## Required work
Please output each entry exactly as it appears.

## Supplied entries

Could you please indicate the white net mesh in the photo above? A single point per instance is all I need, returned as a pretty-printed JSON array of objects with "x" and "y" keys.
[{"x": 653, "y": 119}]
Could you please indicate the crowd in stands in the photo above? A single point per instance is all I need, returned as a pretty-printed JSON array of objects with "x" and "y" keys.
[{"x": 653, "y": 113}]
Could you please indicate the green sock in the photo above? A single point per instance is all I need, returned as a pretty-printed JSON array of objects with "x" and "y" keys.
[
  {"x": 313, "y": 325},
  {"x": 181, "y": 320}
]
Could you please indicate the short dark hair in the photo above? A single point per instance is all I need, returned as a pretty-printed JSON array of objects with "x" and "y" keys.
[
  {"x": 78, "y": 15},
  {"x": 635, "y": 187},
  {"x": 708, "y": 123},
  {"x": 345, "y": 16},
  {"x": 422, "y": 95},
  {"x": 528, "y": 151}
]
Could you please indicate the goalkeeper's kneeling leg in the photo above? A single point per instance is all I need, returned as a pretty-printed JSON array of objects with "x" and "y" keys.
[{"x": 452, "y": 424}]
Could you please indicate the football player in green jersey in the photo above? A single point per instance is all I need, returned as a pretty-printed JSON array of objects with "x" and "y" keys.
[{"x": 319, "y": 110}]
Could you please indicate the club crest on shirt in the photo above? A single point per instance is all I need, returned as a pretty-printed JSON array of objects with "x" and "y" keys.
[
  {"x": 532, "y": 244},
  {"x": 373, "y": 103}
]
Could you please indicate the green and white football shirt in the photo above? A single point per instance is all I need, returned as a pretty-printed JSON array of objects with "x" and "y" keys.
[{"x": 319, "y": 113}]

## Response box
Could you please indicate the white net mesh in the photo above? A single point per instance is all I need, returned as a pretty-printed JSON array of objects with "x" and "y" keys.
[{"x": 653, "y": 119}]
Could you please indicate the crowd in stands in the photo above? A single point per instance is all I need, returned as a pretty-printed JSON array of objects with "x" and "y" keys.
[{"x": 653, "y": 113}]
Could you please indicate the green sock in the photo above? A single point per instance is all I need, returned as a pretty-printed JSON array of objects with "x" and "y" keys.
[
  {"x": 313, "y": 325},
  {"x": 181, "y": 320}
]
Could you please indicate the short dark hair in the photo above? A single point per instance is all I need, returned as a pretty-printed JSON array of objects with "x" and "y" keys.
[
  {"x": 78, "y": 15},
  {"x": 635, "y": 187},
  {"x": 708, "y": 123},
  {"x": 345, "y": 16},
  {"x": 422, "y": 95},
  {"x": 528, "y": 151}
]
Could you please indicate the goalkeeper's kneeling leg in the photo above? A single point per instance is all I need, returned as a pretty-printed JSON array of objects with "x" and "y" keys.
[{"x": 452, "y": 424}]
Could you please indicate the football player in green jersey in the photo above? A single point per instance is all I need, returned as a pretty-printed JSON array of objects with "x" and "y" keys.
[{"x": 319, "y": 110}]
Could you please indicate the club crest on shirt in the photo above? A single point per instance is all I need, returned as a pretty-printed JSON array of objects with "x" and "y" keys.
[
  {"x": 532, "y": 244},
  {"x": 373, "y": 103}
]
Could you please indicate the green and white football shirt in the photo above? A single point per instance is all I need, returned as a pretty-printed JSON array of objects with "x" and "y" keys.
[{"x": 319, "y": 113}]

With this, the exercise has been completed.